Activity 1: The passage on corrugated boxes and plastic produce crates mentions a recent independent study. List every region where that study tested corrugated produce boxes.
Activity 2: Extend the passage on corrugated boxes and plastic produce crates, starting after its last sentence.

Extracted text:
------------------------------------------------------------

The battle between the corrugated box and the plastic crate industries for market share in the fresh produce sector has traditionally been fought on both economic and environmental grounds. These arguments will continue, although it’s unlikely that any peer-reviewed life cycle analysis will ever deliver a knock-out punch to either of the combatants. The box will win on some life cycle criteria, the crate on others.
What is emerging, however, is the key issue of sanitisation. Retailers, growers and consumers are right to be concerned about the safety of the food they eat, although consumers probably don’t care too much whether it arrives by box or crate. They just want it to be safe.
There are two ways of achieving this. The traditional corrugated box system provides a fresh box for each delivery. Fresh doesn’t mean cutting down trees. In fact, most corrugated boxes made in Canada are 100% recycled content, partly made from those very same used produce boxes that Canadian retailers bale up at the back of their stores and for which they receive significant revenue.1 The boxes are recycled several times over the course of their lives, and meet rigid process control standards in their remanufacture.2
Having a fresh box every time minimises the potential for undesirable pathogens and bacteria being carried forward to the consumer. A recent independent study of corrugated produce boxes in the Northwest US, California and Florida, for example, found that every single one of the 720 corrugated boxes tested met acceptable sanitisation levels.

------------------------------------------------------------

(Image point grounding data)
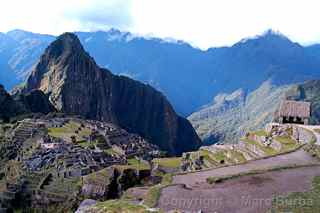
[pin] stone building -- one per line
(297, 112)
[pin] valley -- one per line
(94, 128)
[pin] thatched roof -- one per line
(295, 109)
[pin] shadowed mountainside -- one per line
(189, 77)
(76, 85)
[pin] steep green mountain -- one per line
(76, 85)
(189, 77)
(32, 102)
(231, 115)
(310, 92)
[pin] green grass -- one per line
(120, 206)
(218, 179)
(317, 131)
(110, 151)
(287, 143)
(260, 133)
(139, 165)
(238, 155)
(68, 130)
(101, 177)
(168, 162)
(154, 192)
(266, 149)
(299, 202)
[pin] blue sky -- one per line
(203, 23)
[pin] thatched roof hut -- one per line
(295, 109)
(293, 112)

------------------------------------------------------------

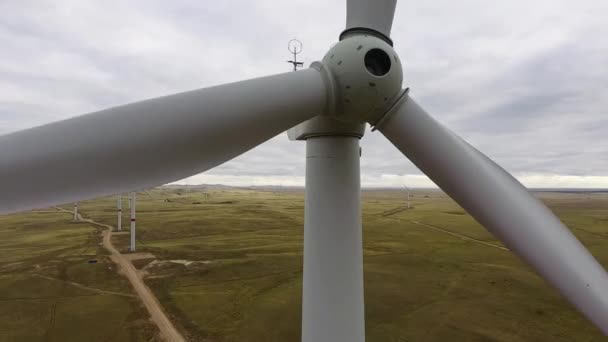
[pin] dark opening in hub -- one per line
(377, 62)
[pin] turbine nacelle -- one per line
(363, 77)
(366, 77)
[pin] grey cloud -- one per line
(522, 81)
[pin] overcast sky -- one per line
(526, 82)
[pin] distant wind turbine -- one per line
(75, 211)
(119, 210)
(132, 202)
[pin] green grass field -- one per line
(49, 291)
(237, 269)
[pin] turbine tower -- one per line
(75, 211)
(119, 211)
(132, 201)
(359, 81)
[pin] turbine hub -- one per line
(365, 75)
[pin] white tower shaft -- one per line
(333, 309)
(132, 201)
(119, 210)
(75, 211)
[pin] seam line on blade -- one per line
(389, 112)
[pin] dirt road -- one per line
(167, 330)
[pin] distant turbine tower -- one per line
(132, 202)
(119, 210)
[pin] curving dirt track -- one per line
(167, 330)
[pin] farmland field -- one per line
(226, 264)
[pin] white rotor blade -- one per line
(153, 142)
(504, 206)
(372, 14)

------------------------------------------------------------

Response box 1: Northwest US, California, Florida

Response box 2:
The crate system, on the other hand, a system based on using the same crates again and again, is clearly struggling to ensure that its crates are adequately sanitised between uses. University of Guelph food scientist, Dr Keith Warriner, recently found that a high proportion of crates arriving in Canada for re-use were in poor sanitary condition. Of particular concern was the high prevalence of food safety indicators, especially E. coli on 13% of the crates tested.
Similar conclusions were reached by Dr Trevor Suslow in a subsequent University of California-Davis study. Suslow even suggested that growers and packer/shippers protect themselves by doing rapid bacterial swab tests on the crates. Fresh produce, he told Food Safety News, shouldn’t come into direct contact with reusable containers. “If you can’t control contamination, you have to start looking for other options.”
1 “When we divert cardboard, not only do we reduce the cost and the environmental consequences of sending it to landfill, it’s all recycled and turned into revenue for us.”- Loblaw Green Team member quoted in Canadian Grocer magazine. PPEC estimates that Canadian retailers received over $50 million in revenue for their old corrugated boxes last year. 2 Paper fibres can be recycled up to nine times. In a typical mill recycling process, the temperature of the paper sheet reaches 220-240 degrees Fahrenheit, well above 100 degrees Celsius, the boiling point of water and the temperature required for sterilisation. The converting process also involves high temperatures and other hygiene controls.